Below is a block of records; repeat each one exactly.

Given records

/---

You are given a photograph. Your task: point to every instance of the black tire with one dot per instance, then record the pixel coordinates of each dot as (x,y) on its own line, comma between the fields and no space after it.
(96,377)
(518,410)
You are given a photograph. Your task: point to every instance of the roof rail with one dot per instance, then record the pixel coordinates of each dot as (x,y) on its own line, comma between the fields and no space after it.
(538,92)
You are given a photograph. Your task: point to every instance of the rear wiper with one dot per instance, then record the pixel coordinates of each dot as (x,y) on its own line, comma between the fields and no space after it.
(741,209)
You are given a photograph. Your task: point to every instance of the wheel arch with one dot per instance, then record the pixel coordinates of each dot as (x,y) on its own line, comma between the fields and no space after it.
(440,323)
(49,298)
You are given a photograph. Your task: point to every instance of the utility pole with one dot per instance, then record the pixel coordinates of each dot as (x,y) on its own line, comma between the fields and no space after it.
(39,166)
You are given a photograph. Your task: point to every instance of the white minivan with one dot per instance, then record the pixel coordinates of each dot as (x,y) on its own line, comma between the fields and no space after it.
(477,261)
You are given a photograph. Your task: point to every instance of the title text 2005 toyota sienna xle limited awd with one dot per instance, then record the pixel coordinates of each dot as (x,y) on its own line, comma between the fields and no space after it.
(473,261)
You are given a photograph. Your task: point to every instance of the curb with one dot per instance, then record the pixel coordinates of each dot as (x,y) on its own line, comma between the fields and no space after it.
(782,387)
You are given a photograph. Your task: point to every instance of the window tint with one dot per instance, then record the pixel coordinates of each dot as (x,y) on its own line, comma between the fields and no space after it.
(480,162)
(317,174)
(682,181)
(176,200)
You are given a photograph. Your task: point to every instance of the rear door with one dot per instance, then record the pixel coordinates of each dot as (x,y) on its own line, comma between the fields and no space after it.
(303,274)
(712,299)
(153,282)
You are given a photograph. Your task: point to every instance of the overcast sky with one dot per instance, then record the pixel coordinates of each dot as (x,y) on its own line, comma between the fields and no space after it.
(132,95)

\---

Exercise response
You are given a photograph. Your task: point to every instance of the black tire with one dot per instance, then record the pixel coordinates of each dot as (x,y) on its own line, comma between the fields and no space after it.
(96,377)
(518,410)
You are given a photograph. Your task: point to every instance of the roof rail with one dot per instance, then record the pixel coordinates of each dot as (x,y) on its own line, comma between the fields and no space after it.
(538,92)
You are given a photograph. Your task: point to every instance of the rear wiper with one dot per instance, then record the pixel coordinates of each dot as (x,y) on its own line, comma between the fields and no space after it.
(741,209)
You are given a photograph. Your task: point to every instance of the wheel arch with one dot per instance, then record the pixel coordinates of each dot as (x,y) on its own line, comma between the fields and no space after it.
(440,323)
(49,298)
You are given a photograph. Your task: point to every instance of the utility pole with one dot per instance, then record the pixel coordinates of each dot as (x,y) on its own line, comma between the fields and no space after it.
(39,166)
You are given a photograph. Your task: point to every instance of the white minivan with one dot per instance, then record the pixel coordinates of each dot as (x,y) on its own line, comma between the fields and no space after it.
(477,261)
You are given a photograph. Your task: point to every instance of the title text 2005 toyota sienna xle limited awd with one dot per instance, then record the pixel coordinates of each dot as (x,y) on its own line, comma between the fields and no space after it.
(473,261)
You are given a photograph. Your task: point to every instance of the curb with one dot per instance, then record the pixel coordinates of each dot as (x,y) on its own line, comma between the fields and no space after it.
(782,387)
You are given a photograph. Your task: point to every instance of the window tint with one dot per instance, then record the pixel coordinates of each dot as (x,y) on its own line, comma between the fields and no space after it.
(480,162)
(317,174)
(682,181)
(176,200)
You are given a photograph. Your task: point to every instance of the rear door with one dot per instance, then record the pixel coordinates of each dot as (x,y) on its own line, comma between the fields and no space after it.
(303,274)
(712,299)
(153,282)
You are given a photograph. Your task: point to every instance of the overcast sky with one dot per instance, then record the pixel coordinates of each dot as (x,y) on its own line, comma between the fields and no space after it.
(132,95)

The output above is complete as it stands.